## Extrait sélectionné

__________________________________________________

Entretien avec Dario Diofebi
Dario Diofebi | Paradise, Nevada. Trad. de l’anglais (États-Unis) par Paul Matthieu. Albin Michel, 660 p., 23,90 €
Au commencement était le feu.
Au début, on assiste à un incendie dans un casino fictif ; ensuite, on revient en arrière pour suivre l’histoire des six mois précédents, qui fait que quatre personnes sont sur place le soir fatidique. C’est le roman d’un lieu, la ville de Las Vegas, qui est le cinquième personnage principal. Quant aux quatre premiers, il y a Ray Jackson, joueur de poker professionnel en ligne ébranlé par l’arrivée de l’intelligence artificielle, qui bouleverse son métier. Il décide d’abandonner le jeu en ligne, de s’installer à Las Vegas afin de jouer au poker live, même s’il le considère comme une version bête du jeu. Son don pour les maths compte moins dans ce cadre, où la stratégie porte davantage sur les gens que sur les chiffres. Le deuxième personnage est Mary Ann, serveuse de cocktails à l’hôtel-casino Positano, théâtre de l’intrigue. Elle vient du Mississippi, elle voulait être actrice, est devenue mannequin et a eu une série de problèmes de santé mentale. Sa tante, qui habite à Las Vegas depuis longtemps, l’a encouragée à venir : les serveuses de cocktails dans les casinos sont bien payées, c’est un métier syndiqué – les syndicats sont puissants dans la ville – qui permet d’intégrer la classe moyenne. Le troisième personnage principal est Tom, il est italien, il est venu à Las Vegas après avoir gagné un voyage. Il se lie d’amitié avec un certain Trevor, ancien rabatteur devenu bloggeur sur YouTube, Tom joue au poker dans des parties à faible enjeu. Le quatrième personnage principal – le seul né sur place – s’appelle Lindsay Peterson. Elle est mormone et journaliste pour le Las Vegas Sun. Elle est devenue une célébrité locale grâce à ses articles sur le processus d’embauche dans les casinos non syndiqués.

__________________________________________________

## Entrées affichées

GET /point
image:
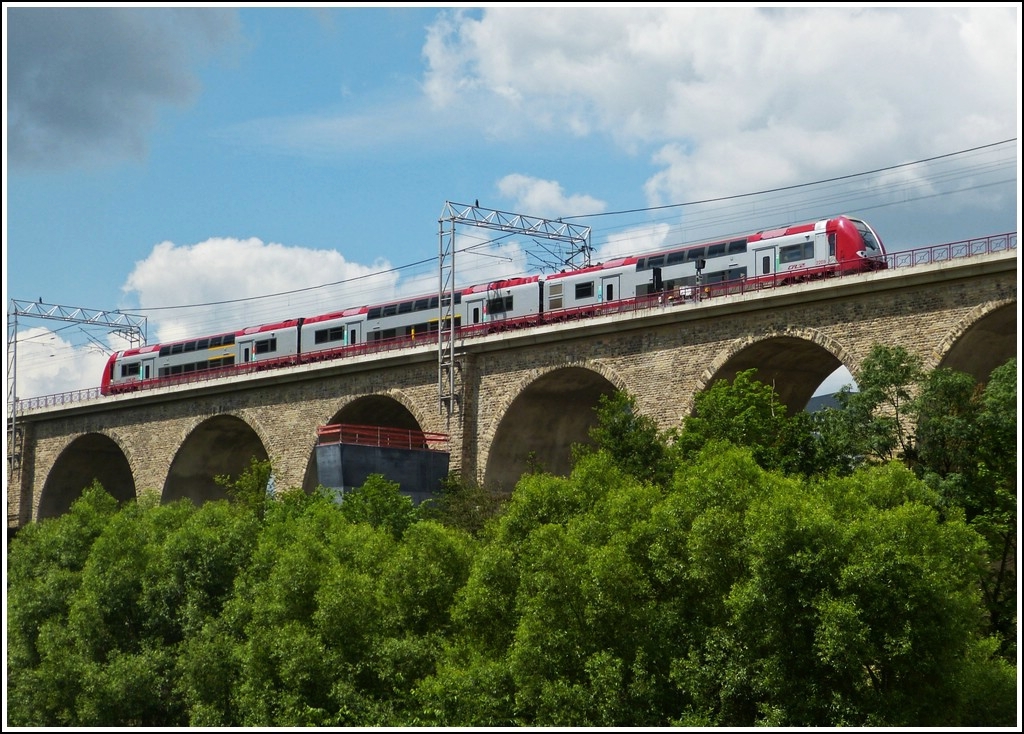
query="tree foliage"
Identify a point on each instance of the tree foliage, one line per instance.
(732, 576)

__________________________________________________

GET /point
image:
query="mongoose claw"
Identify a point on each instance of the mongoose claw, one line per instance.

__________________________________________________

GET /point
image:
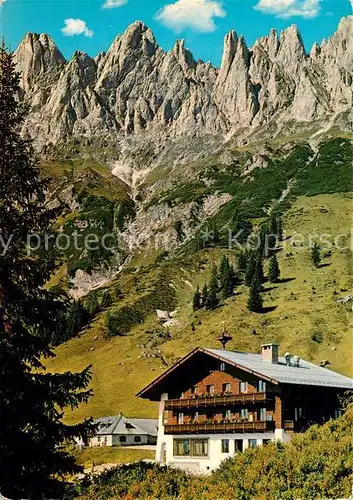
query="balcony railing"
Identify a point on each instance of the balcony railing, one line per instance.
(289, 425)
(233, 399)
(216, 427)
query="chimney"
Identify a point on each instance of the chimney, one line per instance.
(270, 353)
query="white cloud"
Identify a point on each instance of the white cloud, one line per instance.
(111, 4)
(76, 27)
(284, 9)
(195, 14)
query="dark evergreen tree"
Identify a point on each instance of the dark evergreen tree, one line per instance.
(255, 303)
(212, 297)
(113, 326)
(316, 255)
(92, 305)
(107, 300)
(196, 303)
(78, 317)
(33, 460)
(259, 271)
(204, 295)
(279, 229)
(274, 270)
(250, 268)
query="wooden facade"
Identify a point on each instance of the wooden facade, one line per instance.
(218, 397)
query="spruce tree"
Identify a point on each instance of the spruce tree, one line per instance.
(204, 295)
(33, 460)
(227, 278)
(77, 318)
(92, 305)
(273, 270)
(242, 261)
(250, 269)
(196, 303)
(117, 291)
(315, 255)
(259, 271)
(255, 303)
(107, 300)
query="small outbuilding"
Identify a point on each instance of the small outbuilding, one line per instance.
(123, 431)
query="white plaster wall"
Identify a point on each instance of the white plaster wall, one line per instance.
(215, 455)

__________________________________________________

## Vos consignes
Dans l'extrait sélectionné, pour quel journal Lindsay Peterson travaille-t-elle comme journaliste ?

## La réponse
Elle est journaliste pour le Las Vegas Sun.